• Problem: Determine how many lines below contain the word "instance", then write that number by itself.

• Data provided:

————

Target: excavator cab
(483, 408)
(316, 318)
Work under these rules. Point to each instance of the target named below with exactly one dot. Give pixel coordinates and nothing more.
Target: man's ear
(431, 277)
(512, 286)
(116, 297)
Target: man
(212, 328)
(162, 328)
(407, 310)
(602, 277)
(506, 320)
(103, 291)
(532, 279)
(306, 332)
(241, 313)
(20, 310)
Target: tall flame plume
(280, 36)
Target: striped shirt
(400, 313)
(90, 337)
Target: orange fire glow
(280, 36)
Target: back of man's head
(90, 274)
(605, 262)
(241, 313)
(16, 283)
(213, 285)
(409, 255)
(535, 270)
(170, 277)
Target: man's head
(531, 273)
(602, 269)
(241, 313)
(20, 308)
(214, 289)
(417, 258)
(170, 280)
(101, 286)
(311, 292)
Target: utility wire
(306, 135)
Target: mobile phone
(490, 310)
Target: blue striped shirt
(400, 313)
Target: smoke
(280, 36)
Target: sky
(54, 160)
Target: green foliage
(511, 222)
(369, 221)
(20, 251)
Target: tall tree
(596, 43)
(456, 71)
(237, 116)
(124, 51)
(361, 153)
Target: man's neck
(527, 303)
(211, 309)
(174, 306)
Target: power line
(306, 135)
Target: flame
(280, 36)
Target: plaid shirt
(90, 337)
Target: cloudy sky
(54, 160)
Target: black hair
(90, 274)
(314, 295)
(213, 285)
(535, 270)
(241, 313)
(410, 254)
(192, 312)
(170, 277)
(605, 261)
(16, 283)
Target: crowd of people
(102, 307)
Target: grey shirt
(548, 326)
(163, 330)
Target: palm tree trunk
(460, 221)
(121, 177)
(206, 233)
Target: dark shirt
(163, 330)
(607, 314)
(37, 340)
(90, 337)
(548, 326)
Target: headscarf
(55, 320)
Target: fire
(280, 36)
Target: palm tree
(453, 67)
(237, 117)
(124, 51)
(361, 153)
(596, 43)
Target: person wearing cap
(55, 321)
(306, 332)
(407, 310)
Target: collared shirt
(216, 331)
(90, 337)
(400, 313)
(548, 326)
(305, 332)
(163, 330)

————

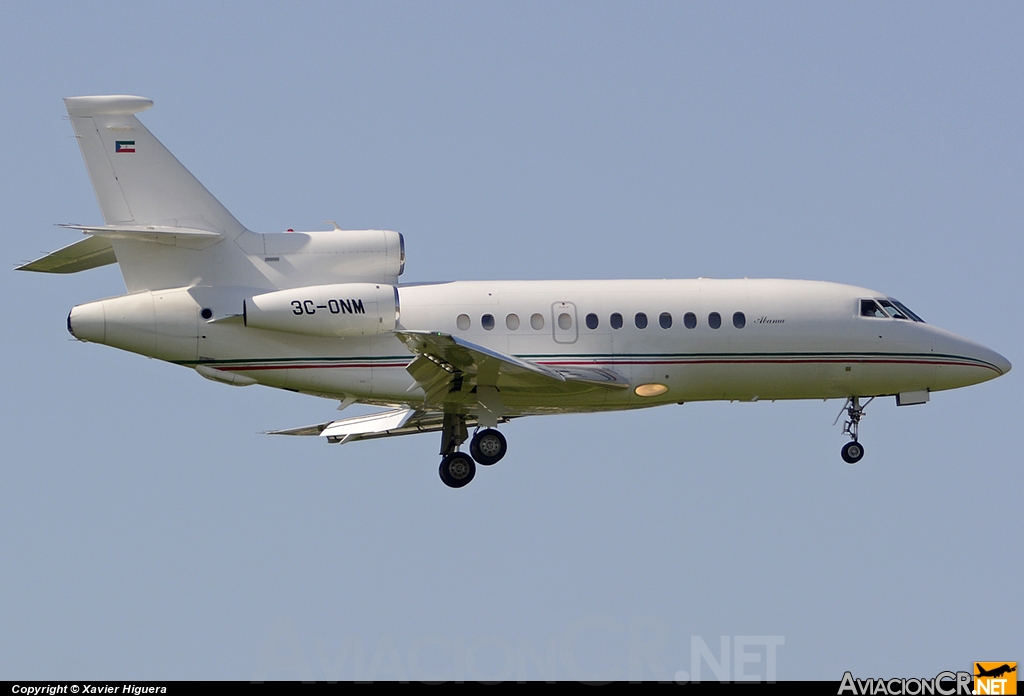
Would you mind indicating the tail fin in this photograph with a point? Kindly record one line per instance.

————

• Your response: 2